All entries given below are to be returned word for word.

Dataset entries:
----
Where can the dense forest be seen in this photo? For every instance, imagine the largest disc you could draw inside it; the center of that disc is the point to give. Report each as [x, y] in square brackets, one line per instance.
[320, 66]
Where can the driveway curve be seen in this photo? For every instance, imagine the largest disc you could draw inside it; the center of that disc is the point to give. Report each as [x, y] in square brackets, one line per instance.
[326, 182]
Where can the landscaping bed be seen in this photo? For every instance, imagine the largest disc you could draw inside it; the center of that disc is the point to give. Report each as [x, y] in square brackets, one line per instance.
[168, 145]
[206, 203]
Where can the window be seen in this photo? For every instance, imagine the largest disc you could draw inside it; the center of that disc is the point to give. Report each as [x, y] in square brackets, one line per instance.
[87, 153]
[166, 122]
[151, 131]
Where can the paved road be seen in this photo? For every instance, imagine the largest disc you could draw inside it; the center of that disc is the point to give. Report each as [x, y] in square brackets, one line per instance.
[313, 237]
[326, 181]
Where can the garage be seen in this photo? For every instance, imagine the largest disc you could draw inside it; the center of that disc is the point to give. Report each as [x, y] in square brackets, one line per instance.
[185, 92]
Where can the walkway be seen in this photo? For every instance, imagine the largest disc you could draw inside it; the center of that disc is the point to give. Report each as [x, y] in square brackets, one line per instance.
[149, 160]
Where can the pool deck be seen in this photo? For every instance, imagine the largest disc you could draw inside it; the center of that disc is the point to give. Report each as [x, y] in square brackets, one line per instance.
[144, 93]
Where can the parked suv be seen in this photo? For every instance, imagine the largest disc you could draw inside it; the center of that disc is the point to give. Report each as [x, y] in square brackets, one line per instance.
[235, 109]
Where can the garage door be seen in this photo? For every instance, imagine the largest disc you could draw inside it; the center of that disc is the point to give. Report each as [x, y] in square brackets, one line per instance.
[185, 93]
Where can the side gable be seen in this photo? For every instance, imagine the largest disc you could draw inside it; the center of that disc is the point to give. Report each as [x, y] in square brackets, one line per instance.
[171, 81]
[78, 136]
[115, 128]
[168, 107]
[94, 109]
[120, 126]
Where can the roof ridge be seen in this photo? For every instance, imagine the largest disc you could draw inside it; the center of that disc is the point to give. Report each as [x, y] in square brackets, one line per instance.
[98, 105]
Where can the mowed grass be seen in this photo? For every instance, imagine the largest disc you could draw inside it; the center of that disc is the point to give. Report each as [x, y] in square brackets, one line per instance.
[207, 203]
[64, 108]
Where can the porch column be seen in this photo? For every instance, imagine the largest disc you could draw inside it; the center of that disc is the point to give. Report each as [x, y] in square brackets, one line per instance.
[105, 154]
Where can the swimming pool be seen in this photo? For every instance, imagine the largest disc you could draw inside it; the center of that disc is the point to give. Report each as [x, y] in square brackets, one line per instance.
----
■ **TASK RESPONSE**
Where can the dense forest be seen in this photo? For every instance, imagine the largest disc you could draw inside it; the center of that disc is the point to give. Report each as [x, y] in square brackets, one line per instance.
[320, 66]
Where can the driveway curve be seen in this photo? For every instance, imagine the largest disc you could draw inside it; the center of that disc is the point to give. Report each as [x, y] in square brackets, one line per instance.
[326, 182]
Where can the landscaping bed be seen in this photo? For every instance, imagine the largest disc you could draw inside it; the center of that disc is the point to give. Report each as [x, y] in square brackets, one line per instance.
[168, 145]
[206, 203]
Where can the window be seen in this photo? For every instance, imagine the largest disc you could draw inside it; the center of that disc is the point to give. Report each as [x, y] in square brackets, one line per instance.
[87, 153]
[166, 122]
[151, 131]
Where can the paved road be seen in this photo? For every instance, imagine the largest disc you could draw inside it; the center of that disc is the point to give. Report each as [x, y] in square brackets, one line per instance.
[313, 237]
[326, 181]
Where can the garage be seen in this photo? For every instance, imagine the largest disc you could draw inside it; the center of that disc is the point to give. Report each as [x, y] in square brackets, one line per instance.
[185, 92]
Where can the walkway be seen in this photo? For every instance, imagine the largest disc you could draw inside it; the center of that disc is the point to give. Report each as [x, y] in square brackets, one line per instance.
[149, 160]
Where can the pool deck be seen in this photo? For every instance, imagine the largest disc you could draw inside it; the center of that disc is the point to give. Report each as [x, y] in square brackets, one line per instance.
[144, 93]
Where can the parked suv be seen in this photo? For every instance, imagine the largest disc you could draw inside it; the center of that disc is the point to give. Report each as [x, y] in square brackets, one line per instance.
[235, 109]
Where can the garage door be seen in this photo? For every instance, imagine the largest disc you could draw inside it; the center of that disc is the point to give. Report each as [x, y] in square brackets, one line per instance.
[185, 93]
Where can the side gable be seen in this photo? For every instance, imagine the largest disc you could draw inside it; the center of that disc is the point to give. Report each as [x, y] in square brackets, one line per instance.
[171, 81]
[78, 136]
[115, 128]
[168, 107]
[94, 109]
[120, 126]
Where can the roof ridge be seen in this photo? For every instance, imagine the largest disc you could draw inside it; the center of that disc is the point to give. Report each as [x, y] in square brackets, one line per instance.
[98, 105]
Where can the mowed grass be seen in this photo? For every instance, imagine the largest disc you could draw inside it; the center of that disc is the point to give. Report each as [x, y] in square brackets, one line per instance.
[207, 203]
[64, 108]
Where can the porch column be seen in this photo? For every instance, imagine the largest disc you could draw inside it; the center of that disc is the point to give. Report each as [x, y] in square brackets, one line per instance.
[105, 154]
Where can the swimming pool be seen in this photo? For every instance, imagine the largest disc you could draw inside it; the center of that disc is the point to give. Report each as [x, y] in square brackets, one line per instance.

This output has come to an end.